[Opening ENTRIES SUPPLIED section]

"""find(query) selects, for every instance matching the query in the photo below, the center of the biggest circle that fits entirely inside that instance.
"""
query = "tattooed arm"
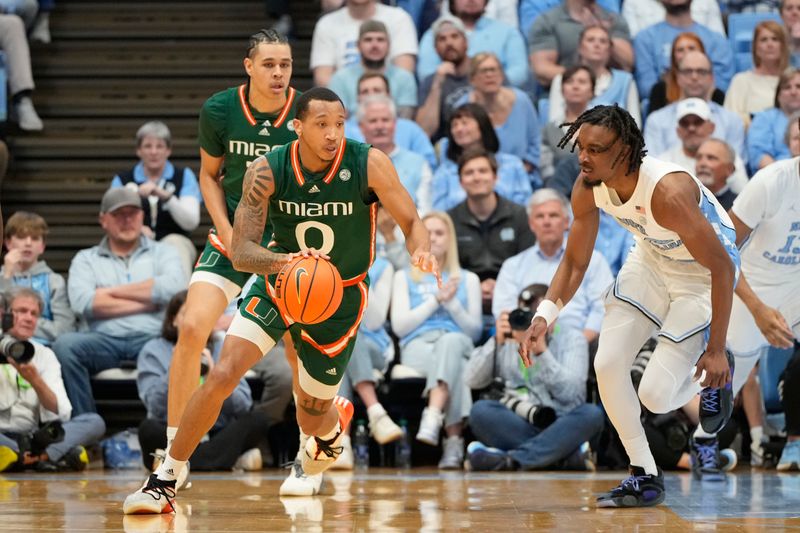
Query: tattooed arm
(247, 254)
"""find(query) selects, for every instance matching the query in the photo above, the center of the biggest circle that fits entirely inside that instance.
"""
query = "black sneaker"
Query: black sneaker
(706, 459)
(638, 490)
(716, 405)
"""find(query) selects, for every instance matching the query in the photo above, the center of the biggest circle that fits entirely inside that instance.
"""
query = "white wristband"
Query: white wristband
(547, 310)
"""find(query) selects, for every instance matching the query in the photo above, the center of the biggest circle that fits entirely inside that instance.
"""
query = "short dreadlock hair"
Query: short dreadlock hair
(616, 119)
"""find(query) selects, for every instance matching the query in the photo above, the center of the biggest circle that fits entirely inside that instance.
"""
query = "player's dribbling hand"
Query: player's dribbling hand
(715, 364)
(537, 329)
(774, 327)
(308, 252)
(427, 262)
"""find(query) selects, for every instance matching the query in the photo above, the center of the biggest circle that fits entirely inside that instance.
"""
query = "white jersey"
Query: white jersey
(636, 215)
(770, 205)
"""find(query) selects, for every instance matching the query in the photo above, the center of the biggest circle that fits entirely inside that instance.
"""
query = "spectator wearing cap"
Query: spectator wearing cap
(334, 44)
(696, 126)
(483, 35)
(119, 289)
(715, 168)
(373, 45)
(439, 92)
(696, 80)
(170, 194)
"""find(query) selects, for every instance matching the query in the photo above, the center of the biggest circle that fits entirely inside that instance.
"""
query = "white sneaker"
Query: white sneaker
(182, 483)
(299, 483)
(249, 461)
(384, 430)
(319, 455)
(453, 454)
(25, 115)
(345, 459)
(430, 426)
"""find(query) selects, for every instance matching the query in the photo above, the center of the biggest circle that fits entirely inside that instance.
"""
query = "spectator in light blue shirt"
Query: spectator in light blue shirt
(652, 48)
(766, 136)
(119, 288)
(408, 134)
(549, 218)
(513, 116)
(484, 35)
(469, 128)
(373, 45)
(696, 80)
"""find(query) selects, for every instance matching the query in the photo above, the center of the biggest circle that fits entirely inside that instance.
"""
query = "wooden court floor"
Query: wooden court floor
(385, 500)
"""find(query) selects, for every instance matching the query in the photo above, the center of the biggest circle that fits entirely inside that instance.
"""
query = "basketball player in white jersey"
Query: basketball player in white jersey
(678, 280)
(766, 307)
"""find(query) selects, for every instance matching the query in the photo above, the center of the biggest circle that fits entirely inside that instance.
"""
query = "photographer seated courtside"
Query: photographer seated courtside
(537, 417)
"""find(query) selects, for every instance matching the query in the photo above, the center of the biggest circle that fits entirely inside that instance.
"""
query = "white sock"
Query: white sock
(332, 434)
(639, 453)
(757, 435)
(374, 412)
(171, 432)
(170, 469)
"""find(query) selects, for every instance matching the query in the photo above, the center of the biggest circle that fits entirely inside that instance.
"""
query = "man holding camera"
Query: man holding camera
(35, 426)
(533, 417)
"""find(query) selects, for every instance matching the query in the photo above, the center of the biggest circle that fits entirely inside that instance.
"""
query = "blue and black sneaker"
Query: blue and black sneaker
(706, 459)
(716, 405)
(638, 490)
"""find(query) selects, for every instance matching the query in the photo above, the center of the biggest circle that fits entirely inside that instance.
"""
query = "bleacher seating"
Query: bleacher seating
(740, 36)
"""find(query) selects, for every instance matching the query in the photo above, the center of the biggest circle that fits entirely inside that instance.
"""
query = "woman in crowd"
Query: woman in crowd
(437, 328)
(469, 127)
(754, 90)
(766, 142)
(612, 86)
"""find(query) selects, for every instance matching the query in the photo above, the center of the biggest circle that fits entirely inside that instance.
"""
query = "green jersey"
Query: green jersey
(230, 128)
(333, 211)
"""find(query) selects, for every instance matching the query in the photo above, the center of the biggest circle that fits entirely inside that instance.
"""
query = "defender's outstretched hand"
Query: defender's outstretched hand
(537, 329)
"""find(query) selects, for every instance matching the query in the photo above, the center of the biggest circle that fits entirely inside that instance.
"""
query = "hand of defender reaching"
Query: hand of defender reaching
(715, 364)
(533, 336)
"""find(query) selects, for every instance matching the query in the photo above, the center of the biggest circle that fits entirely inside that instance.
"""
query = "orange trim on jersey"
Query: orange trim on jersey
(335, 348)
(246, 108)
(286, 108)
(215, 241)
(336, 162)
(295, 159)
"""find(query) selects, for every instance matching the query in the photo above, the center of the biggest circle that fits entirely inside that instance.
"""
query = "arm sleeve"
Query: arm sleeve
(469, 320)
(480, 368)
(380, 295)
(152, 379)
(425, 190)
(566, 375)
(209, 136)
(51, 375)
(516, 58)
(404, 318)
(169, 274)
(751, 204)
(63, 317)
(81, 284)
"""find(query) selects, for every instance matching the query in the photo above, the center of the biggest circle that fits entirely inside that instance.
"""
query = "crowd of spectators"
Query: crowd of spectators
(469, 100)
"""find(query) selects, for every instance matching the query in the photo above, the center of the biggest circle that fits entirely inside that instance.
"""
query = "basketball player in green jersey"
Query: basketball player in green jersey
(236, 126)
(320, 193)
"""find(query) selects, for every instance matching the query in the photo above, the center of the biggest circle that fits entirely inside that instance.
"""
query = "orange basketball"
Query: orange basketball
(309, 290)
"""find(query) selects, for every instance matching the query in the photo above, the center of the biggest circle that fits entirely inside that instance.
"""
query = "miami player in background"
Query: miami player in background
(320, 195)
(236, 126)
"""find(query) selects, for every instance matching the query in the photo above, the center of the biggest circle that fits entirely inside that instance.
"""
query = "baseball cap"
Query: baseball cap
(448, 19)
(693, 106)
(372, 25)
(118, 197)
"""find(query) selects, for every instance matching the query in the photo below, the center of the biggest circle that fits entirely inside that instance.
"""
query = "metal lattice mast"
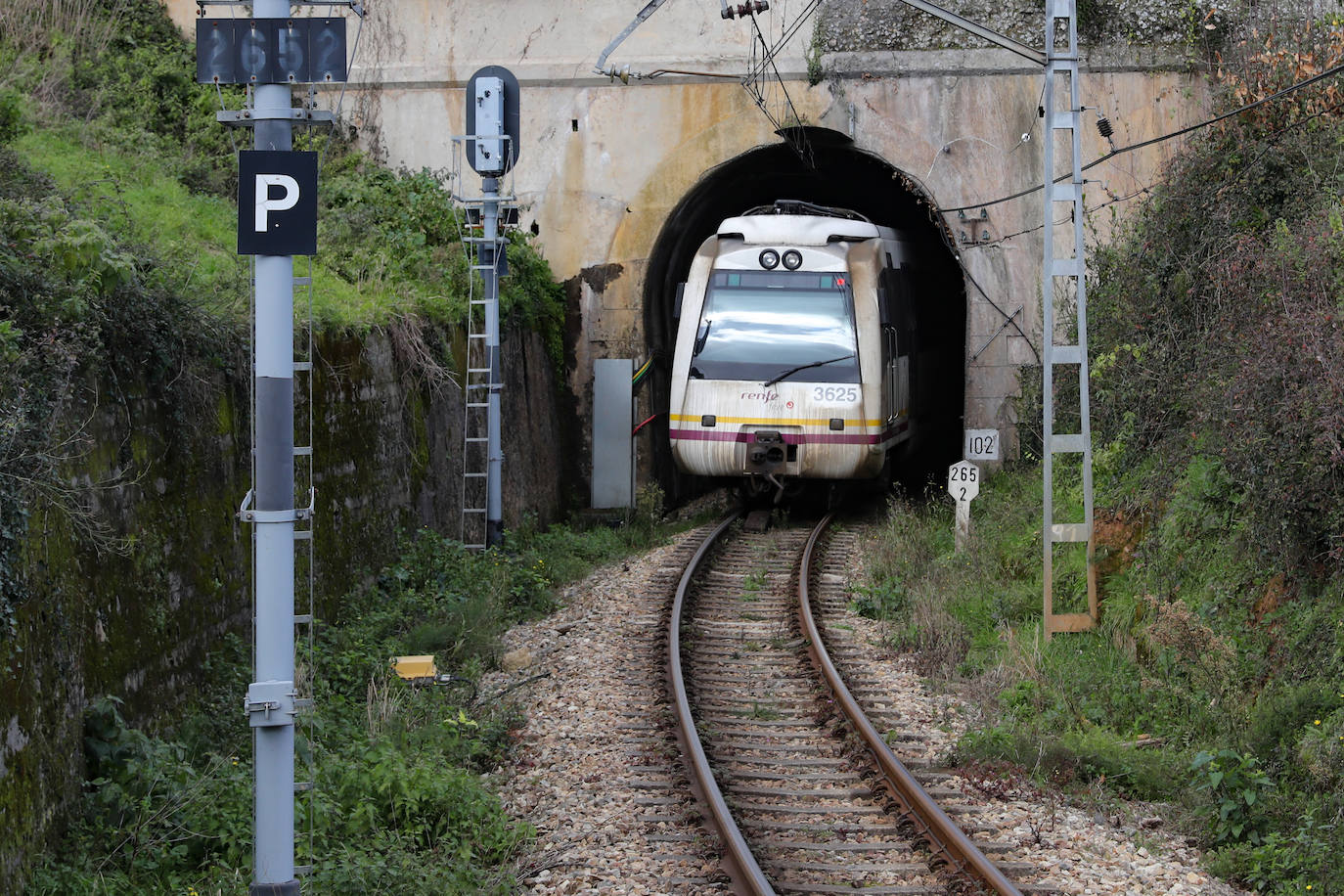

[Closing ENTRIES SUPPLIED section]

_EXERCISE GOAL_
Everything in the listing above must be restated word for word, except the images.

_WRITTEN REPLY_
"""find(query) selects, for every instance matching the query in the photo below, the center of the biggest circle that fits entirely inside that instance.
"""
query = "tattooed arm"
Query: tattooed arm
(247, 254)
"""find(query) selects, for every instance matching the query in the photo above, the center of the biggest circle that fits entirely inside that instance.
"""
query = "black sneaker"
Query: black sneaker
(706, 459)
(638, 490)
(716, 405)
"""find(query) selects, for every instance matching the query in the photo above, the center of the biggest circle that fits entirely inside that instance.
"""
query = "white wristband"
Query: white wristband
(547, 310)
"""find(query) selects, for every instance matching the query in the photo above, the center of the biggest circle that fits entirely inside that instance.
"""
query = "short dreadlock hair"
Query: short dreadlock hair
(616, 119)
"""find(query) selects, for every instance matching the query in the photo above, the center of the biggest circle that fits entirely inside that instance.
"""
query = "player's dribbling hand"
Query: player's dribbling hand
(715, 364)
(537, 329)
(774, 327)
(308, 252)
(427, 262)
"""find(query) selects, for every instance matching the query in the photo above, the center of the biggest circle that fits entirely inside that instance.
"""
query = "white jersey"
Query: white jersey
(636, 215)
(770, 205)
"""find(query) selects, for every instance matching the query in the photo above, the center of the biggest circle that fits entirely inside that instance.
"""
query = "spectator wearing cap"
Query: spectator wearing cap
(334, 44)
(696, 126)
(483, 35)
(119, 289)
(715, 168)
(373, 45)
(439, 92)
(696, 80)
(170, 194)
"""find(query) selects, for every instance matching the query in the photo above, the center of the biggest circle that fits entirely inside that instance.
"""
query = "white sneaker"
Query: white sneaker
(182, 483)
(299, 483)
(249, 461)
(384, 430)
(319, 455)
(453, 454)
(25, 115)
(345, 459)
(430, 426)
"""find(query) selects, for every instance matching the query in the photo above, the center of the biggest circle that fits entirely inside that instance.
"""
query = "spectator in light blue shirt"
Query: spectator in light blue shirt
(652, 48)
(766, 136)
(119, 288)
(408, 134)
(549, 218)
(513, 116)
(484, 35)
(469, 128)
(373, 45)
(696, 80)
"""find(query) selects, for every instance matching the query in the photo above, the center of the biggest circle that fits entirely inside that instance.
"""
query = "wooden court floor"
Query: wooden court floor
(385, 500)
"""find(query) selects, for every instance matching the query in the photo above, the center of the biggest circle that fits entirely inside that instance.
"""
query = "basketball player in white jersey"
Query: basketball player in white jersey
(678, 280)
(766, 307)
"""find(query) selects, for every instance matching the query in the photo above, the center of the biggest circle that fits entirely inside that instance.
"""
query = "photographer seated courtside"
Query: photographer seated courtside
(537, 417)
"""find(query) selects, for every instance matching the query in the photo above, the center of the biggest circle that fits entirely inside that instance.
"""
query = "white sock"
Query: white sock
(332, 434)
(639, 453)
(757, 435)
(374, 412)
(171, 432)
(170, 469)
"""find(query) selects, for every instance matching the query in the photo above, the center of the biggest circle that fits entirely inside that instance.
"""
query = "man holding camera"
Query: man holding camera
(35, 426)
(533, 417)
"""find(query) selects, for every instance matching the query in the photo above, the center of the biggest circle that fits entirely inside that instance.
"""
query = "blue and black sneaker"
Query: blue and black sneaker
(706, 459)
(716, 405)
(638, 490)
"""find(query) selects, for every instance matching the query in the photo above, the center of the biggest circle that fits entirely inside that instance.
"""
query = "bleacher seating"
Query: bleacher seating
(740, 36)
"""find(query) selects, for every instance matching the query in the photo above, the center of the biggest circle that fits entirely inside that instance.
"""
query = "woman in crowd"
Query: woman in crowd
(437, 328)
(469, 127)
(754, 90)
(766, 142)
(612, 86)
"""find(query) selects, for every instance matching the query in the photo above, the center of the biggest circle that fits entirely inside that instance.
"""
query = "green jersey"
Query: green jersey
(230, 128)
(333, 211)
"""find(query) selects, for every instance matching the query in the photo above, the center of the biggest circle that fits entirely inside that instance.
"""
query = "defender's outstretched hand"
Query: defender's outstretched hand
(537, 329)
"""find(query) selects, for every instance matching the query in the photo above, the center of the biggest circle that fits entirely inside that instance.
"""
query = "hand of defender reaching"
Query: hand of defender reaching
(715, 364)
(533, 336)
"""find(query) selects, for every instance matching the query in the photo above, the center of the biggest circle that fits entirely inside that instance.
"""
query = "orange trim on jersey"
Query: orange trim on jersey
(335, 348)
(246, 108)
(286, 108)
(215, 241)
(336, 162)
(295, 159)
"""find(query) selects, for every instance matching the query in the photo above, the center of the biggest circle that fits entirely inside that instance.
"""
query = "arm sleeve"
Query: arm sleeve
(469, 320)
(480, 368)
(380, 295)
(152, 379)
(425, 190)
(566, 375)
(209, 136)
(51, 375)
(516, 58)
(404, 318)
(169, 274)
(751, 204)
(63, 317)
(81, 284)
"""find(query) selects, for every instance matching the query in the photo above, the center of the biggest circle that fits entirely inside that instance.
"""
query = "crowd of spectators"
Query: crowd of spectators
(469, 100)
"""find(query) selects, for every instance matching the query in the photo above, the center of the biggest circle that fits entirely inside that instance.
"""
query = "basketball player in green jersey"
Query: basketball player in green jersey
(236, 126)
(320, 193)
"""find(query) selects, for every instance matching the query in the photo above, the center of the biggest circle that fits entirely inside that instance.
"""
query = "orange basketball"
Query: orange basketball
(309, 290)
"""find(query) selects, for every instance matching the query in the photo above, the center of the biggest circle that fits entirely inside that instance.
"""
query = "miami player in background"
Query: miami player in background
(320, 195)
(236, 126)
"""find(query) selects, for every instance matching the query in the photo above, the center of the biggest circle that fits entirely inside that instance.
"""
query = "baseball cap"
Query: baseball cap
(448, 19)
(693, 106)
(372, 25)
(118, 197)
"""find(query) selects, for every instance matching the query in the photo below, the center of the biggest circle that fits entirely inside that instance.
"""
query = "metal lattice mast"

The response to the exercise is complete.